**EXERCISE**. Write out, word for word, the part of the listing below that opens with the line containing "target | gray floor" and closes with the line containing "target | man's nose", keeping both of those lines and adding no others.

++++ SOURCE MATERIAL

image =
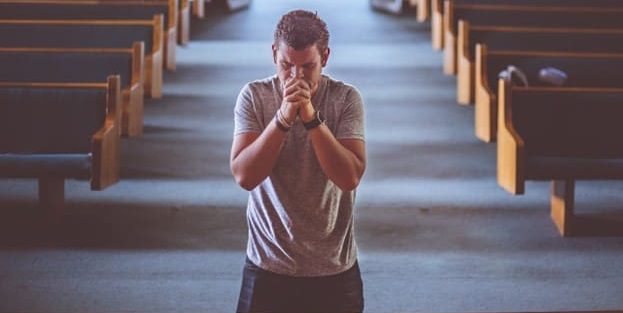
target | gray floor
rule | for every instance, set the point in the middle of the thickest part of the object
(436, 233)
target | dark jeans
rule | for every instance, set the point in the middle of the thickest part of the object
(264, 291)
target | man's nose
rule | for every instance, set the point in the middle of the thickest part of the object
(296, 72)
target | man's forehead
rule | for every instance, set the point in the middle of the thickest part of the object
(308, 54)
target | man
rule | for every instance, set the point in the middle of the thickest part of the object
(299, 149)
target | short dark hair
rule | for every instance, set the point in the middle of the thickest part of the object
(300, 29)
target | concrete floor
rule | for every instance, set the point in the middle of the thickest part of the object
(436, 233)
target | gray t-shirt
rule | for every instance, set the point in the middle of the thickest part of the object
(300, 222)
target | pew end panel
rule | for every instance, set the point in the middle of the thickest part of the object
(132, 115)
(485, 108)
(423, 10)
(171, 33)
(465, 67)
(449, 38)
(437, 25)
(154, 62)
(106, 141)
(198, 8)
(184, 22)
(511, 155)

++++++++
++++ SOURCE MATERIAL

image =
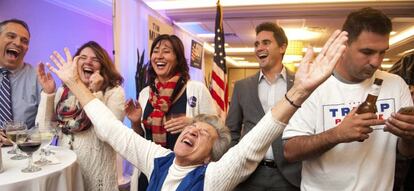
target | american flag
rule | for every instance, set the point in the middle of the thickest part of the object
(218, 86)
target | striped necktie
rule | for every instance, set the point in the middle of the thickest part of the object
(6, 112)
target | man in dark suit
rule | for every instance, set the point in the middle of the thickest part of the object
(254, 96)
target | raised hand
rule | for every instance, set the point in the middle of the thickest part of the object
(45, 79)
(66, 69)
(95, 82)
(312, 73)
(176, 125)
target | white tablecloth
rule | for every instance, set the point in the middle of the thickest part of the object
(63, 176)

++++++++

**WRITTEN ANSWER**.
target | gray floor
rule | for every instance, set the point in the middle of the thickest part of the object
(436, 233)
target | dark jeans
rule | for every instance, set the point in the middle of the thickest part of the object
(264, 291)
target | man's nose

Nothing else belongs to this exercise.